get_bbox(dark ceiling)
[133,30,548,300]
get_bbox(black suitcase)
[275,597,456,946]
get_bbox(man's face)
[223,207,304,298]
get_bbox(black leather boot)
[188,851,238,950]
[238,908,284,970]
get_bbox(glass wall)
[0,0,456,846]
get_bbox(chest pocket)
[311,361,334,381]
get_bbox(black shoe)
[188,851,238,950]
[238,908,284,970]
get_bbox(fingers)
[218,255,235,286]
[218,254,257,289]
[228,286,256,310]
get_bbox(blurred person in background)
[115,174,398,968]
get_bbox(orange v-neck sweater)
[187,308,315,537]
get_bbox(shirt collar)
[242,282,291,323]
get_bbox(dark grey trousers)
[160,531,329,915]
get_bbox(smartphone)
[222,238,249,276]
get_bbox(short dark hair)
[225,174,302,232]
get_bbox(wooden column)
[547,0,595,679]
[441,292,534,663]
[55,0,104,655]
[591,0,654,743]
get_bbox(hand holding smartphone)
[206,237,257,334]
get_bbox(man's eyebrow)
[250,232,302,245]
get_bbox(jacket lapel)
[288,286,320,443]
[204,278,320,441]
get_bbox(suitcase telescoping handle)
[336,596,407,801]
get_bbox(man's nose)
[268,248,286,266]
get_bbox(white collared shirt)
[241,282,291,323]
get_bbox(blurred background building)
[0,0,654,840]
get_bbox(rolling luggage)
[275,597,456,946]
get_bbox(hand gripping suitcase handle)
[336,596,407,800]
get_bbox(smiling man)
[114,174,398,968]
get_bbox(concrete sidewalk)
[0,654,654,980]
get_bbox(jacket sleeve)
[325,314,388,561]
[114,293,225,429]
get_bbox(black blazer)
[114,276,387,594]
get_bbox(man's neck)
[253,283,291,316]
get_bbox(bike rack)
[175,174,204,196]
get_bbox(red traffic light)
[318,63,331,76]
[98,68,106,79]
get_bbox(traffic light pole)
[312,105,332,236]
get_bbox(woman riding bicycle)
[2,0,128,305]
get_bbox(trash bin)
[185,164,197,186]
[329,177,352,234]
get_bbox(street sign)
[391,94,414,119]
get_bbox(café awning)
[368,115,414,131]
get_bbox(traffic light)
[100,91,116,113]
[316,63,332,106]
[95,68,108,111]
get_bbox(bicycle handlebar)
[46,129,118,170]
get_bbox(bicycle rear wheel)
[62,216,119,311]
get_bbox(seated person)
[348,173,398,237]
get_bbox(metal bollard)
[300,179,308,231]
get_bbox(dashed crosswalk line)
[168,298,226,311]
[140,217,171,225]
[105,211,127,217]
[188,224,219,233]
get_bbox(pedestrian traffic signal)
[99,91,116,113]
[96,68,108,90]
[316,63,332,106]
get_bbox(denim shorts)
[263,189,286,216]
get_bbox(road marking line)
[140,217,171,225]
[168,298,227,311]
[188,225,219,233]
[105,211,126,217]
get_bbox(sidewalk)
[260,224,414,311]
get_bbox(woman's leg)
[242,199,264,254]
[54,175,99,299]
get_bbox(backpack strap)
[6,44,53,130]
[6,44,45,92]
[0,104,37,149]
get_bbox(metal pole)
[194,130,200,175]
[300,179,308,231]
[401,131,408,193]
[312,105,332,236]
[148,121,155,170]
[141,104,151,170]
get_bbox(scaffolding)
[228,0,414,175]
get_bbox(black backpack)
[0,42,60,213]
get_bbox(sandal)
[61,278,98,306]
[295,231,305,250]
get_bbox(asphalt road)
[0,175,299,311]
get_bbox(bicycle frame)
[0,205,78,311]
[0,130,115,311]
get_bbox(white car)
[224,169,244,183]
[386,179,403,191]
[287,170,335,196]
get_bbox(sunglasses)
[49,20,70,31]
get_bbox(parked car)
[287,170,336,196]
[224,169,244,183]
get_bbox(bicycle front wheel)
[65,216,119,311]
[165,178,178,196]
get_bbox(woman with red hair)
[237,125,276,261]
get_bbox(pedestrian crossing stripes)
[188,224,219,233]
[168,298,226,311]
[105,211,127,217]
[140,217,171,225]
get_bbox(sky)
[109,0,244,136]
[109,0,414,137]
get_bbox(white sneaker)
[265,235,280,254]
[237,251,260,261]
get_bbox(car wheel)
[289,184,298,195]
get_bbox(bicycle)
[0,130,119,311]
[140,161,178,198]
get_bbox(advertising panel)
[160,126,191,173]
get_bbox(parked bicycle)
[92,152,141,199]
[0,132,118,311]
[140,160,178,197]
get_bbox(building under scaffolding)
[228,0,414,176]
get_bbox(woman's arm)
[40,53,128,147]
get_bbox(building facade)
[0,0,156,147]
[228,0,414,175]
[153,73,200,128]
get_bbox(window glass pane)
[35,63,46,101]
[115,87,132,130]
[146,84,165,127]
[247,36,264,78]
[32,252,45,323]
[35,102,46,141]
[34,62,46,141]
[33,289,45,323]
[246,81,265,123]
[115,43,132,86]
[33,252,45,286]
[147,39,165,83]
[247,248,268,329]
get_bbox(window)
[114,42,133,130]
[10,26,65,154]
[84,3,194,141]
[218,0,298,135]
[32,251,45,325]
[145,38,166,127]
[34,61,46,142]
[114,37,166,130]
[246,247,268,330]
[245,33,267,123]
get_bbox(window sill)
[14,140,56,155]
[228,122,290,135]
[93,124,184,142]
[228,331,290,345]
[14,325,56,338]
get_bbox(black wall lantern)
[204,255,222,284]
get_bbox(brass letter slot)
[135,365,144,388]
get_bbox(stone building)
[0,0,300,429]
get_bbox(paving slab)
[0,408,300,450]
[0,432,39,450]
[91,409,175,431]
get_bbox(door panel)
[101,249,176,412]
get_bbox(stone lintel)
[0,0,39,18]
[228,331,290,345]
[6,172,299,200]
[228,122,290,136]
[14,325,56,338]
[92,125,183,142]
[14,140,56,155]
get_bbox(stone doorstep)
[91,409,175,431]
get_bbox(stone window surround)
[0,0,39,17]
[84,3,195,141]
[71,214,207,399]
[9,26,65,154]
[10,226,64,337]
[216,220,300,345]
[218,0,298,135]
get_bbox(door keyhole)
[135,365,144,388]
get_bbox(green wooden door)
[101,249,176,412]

### TASK PROMPT
Recast all of the material above as a two-column CSV with the headers request and boxes. Give one row per request, with the request's text in the first field and its answer in the second, each field quoted and any line breaks replaced by spaces.

### RIGHT ANSWER
request,boxes
"get_bbox(dark ceiling)","[133,30,548,300]"
"get_bbox(black suitcase)","[275,597,456,946]"
"get_bbox(man's face)","[223,207,304,298]"
"get_bbox(black leather boot)","[188,851,238,950] [238,908,284,970]"
"get_bbox(glass wall)","[0,0,456,846]"
"get_bbox(chest pocket)","[311,361,334,381]"
"get_bbox(black shoe)","[188,851,238,950] [238,908,284,970]"
"get_bbox(fingers)","[218,255,235,286] [218,254,257,289] [228,286,256,310]"
"get_bbox(blurred person in background)","[115,174,398,968]"
"get_bbox(orange v-neck sweater)","[187,308,315,537]"
"get_bbox(shirt collar)","[242,282,291,323]"
"get_bbox(dark grey trousers)","[160,531,329,915]"
"get_bbox(smartphone)","[222,238,249,276]"
"get_bbox(short dark hair)","[225,174,302,232]"
"get_bbox(wooden column)","[547,0,595,679] [441,292,534,663] [55,0,104,655] [591,0,654,743]"
"get_bbox(hand holding smartphone)","[206,237,257,334]"
"get_bbox(man's eyebrow)","[250,232,302,245]"
"get_bbox(jacket lapel)","[288,286,320,443] [204,278,320,441]"
"get_bbox(suitcase telescoping handle)","[336,596,407,801]"
"get_bbox(man's nose)","[268,248,286,266]"
"get_bbox(white collared shirt)","[241,282,291,323]"
"get_bbox(blurred background building)","[0,0,654,840]"
"get_bbox(rolling luggage)","[275,597,456,946]"
"get_bbox(hand gripping suitcase handle)","[336,596,407,800]"
"get_bbox(smiling man)","[114,174,398,968]"
"get_bbox(concrete sidewalk)","[0,654,654,980]"
"get_bbox(jacket sleeve)","[325,314,388,561] [114,293,225,429]"
"get_bbox(black blazer)","[114,276,387,594]"
"get_bbox(man's neck)","[253,283,291,316]"
"get_bbox(bike rack)","[175,174,204,196]"
"get_bbox(red traffic light)","[318,63,331,76] [98,68,106,79]"
"get_bbox(traffic light pole)","[312,105,332,236]"
"get_bbox(woman riding bicycle)","[2,0,128,305]"
"get_bbox(trash bin)","[185,164,197,186] [329,177,352,234]"
"get_bbox(street sign)","[391,94,414,119]"
"get_bbox(café awning)","[368,115,414,131]"
"get_bbox(traffic light)","[100,91,116,113] [316,63,332,106] [95,68,108,111]"
"get_bbox(bicycle handlebar)","[46,129,118,170]"
"get_bbox(bicycle rear wheel)","[62,216,119,311]"
"get_bbox(seated person)","[348,173,398,237]"
"get_bbox(metal bollard)","[300,179,308,231]"
"get_bbox(dashed crosswalk line)","[168,298,226,311] [140,217,171,225] [105,211,127,217] [188,224,219,233]"
"get_bbox(pedestrian traffic signal)","[99,91,116,113] [96,68,108,90] [316,63,332,106]"
"get_bbox(denim shorts)","[263,189,286,216]"
"get_bbox(road marking line)","[140,217,171,225] [168,298,227,311] [188,225,219,233] [105,211,126,217]"
"get_bbox(sidewalk)","[260,224,414,311]"
"get_bbox(woman's leg)","[242,199,264,254] [54,175,99,299]"
"get_bbox(backpack strap)","[6,44,53,130] [6,44,45,92] [0,104,37,149]"
"get_bbox(metal pole)","[194,130,200,175] [300,179,308,231] [401,131,408,193] [312,105,332,236] [148,121,155,170] [141,104,151,170]"
"get_bbox(scaffolding)","[228,0,414,175]"
"get_bbox(black backpack)","[0,42,60,213]"
"get_bbox(sandal)","[61,278,98,306] [295,231,305,250]"
"get_bbox(asphalt road)","[0,175,299,311]"
"get_bbox(bicycle frame)","[0,205,78,311] [0,130,115,311]"
"get_bbox(white car)","[224,169,244,183] [386,179,403,191] [287,170,335,196]"
"get_bbox(sunglasses)","[49,20,70,31]"
"get_bbox(parked car)","[287,170,336,196] [224,169,244,183]"
"get_bbox(bicycle front wheel)","[65,216,119,311] [165,178,178,196]"
"get_bbox(woman with red hair)","[237,125,276,261]"
"get_bbox(pedestrian crossing stripes)","[188,224,219,233] [168,298,226,311] [105,211,127,217] [140,217,171,225]"
"get_bbox(sky)","[109,0,244,136] [109,0,414,137]"
"get_bbox(white sneaker)","[265,235,280,254] [237,251,260,261]"
"get_bbox(car wheel)","[289,184,298,195]"
"get_bbox(bicycle)","[0,130,119,311] [140,161,178,198]"
"get_bbox(advertising panel)","[160,126,191,173]"
"get_bbox(parked bicycle)","[92,152,141,199] [0,132,118,311] [140,160,178,197]"
"get_bbox(building under scaffolding)","[228,0,414,176]"
"get_bbox(woman's arm)","[40,53,128,147]"
"get_bbox(building facade)","[0,0,156,147] [228,0,414,175] [153,73,200,128]"
"get_bbox(window glass pane)","[35,63,46,101] [115,87,132,130] [146,84,165,127] [247,36,264,78] [32,252,45,323] [35,102,46,141] [34,62,46,141] [33,289,45,323] [246,81,265,123] [115,43,132,86] [33,252,45,286] [147,39,165,83] [247,248,268,329]"
"get_bbox(window)","[114,42,133,130] [10,26,65,154] [84,3,194,141] [218,0,298,135] [32,251,45,325] [145,38,166,127] [34,61,46,142] [114,37,166,130] [246,247,268,330] [245,33,267,123]"
"get_bbox(window sill)","[14,140,56,155] [228,122,290,135] [93,124,184,142] [228,331,290,345] [14,325,56,338]"
"get_bbox(black wall lantern)","[204,255,222,284]"
"get_bbox(brass letter slot)","[135,365,144,388]"
"get_bbox(stone building)","[0,0,300,429]"
"get_bbox(paving slab)","[0,408,300,450] [0,432,39,450] [91,409,175,431]"
"get_bbox(door panel)","[101,249,176,412]"
"get_bbox(stone lintel)","[0,0,39,18] [228,331,290,345] [6,172,299,200] [228,122,290,136] [14,325,56,338] [92,125,183,142] [14,140,56,155]"
"get_bbox(stone doorstep)","[91,409,175,431]"
"get_bbox(stone window surround)","[0,0,39,17] [84,3,195,141] [71,214,207,399] [9,26,65,154] [10,226,64,337] [216,220,300,345] [218,0,298,135]"
"get_bbox(door keyhole)","[135,365,144,388]"
"get_bbox(green wooden door)","[101,249,176,412]"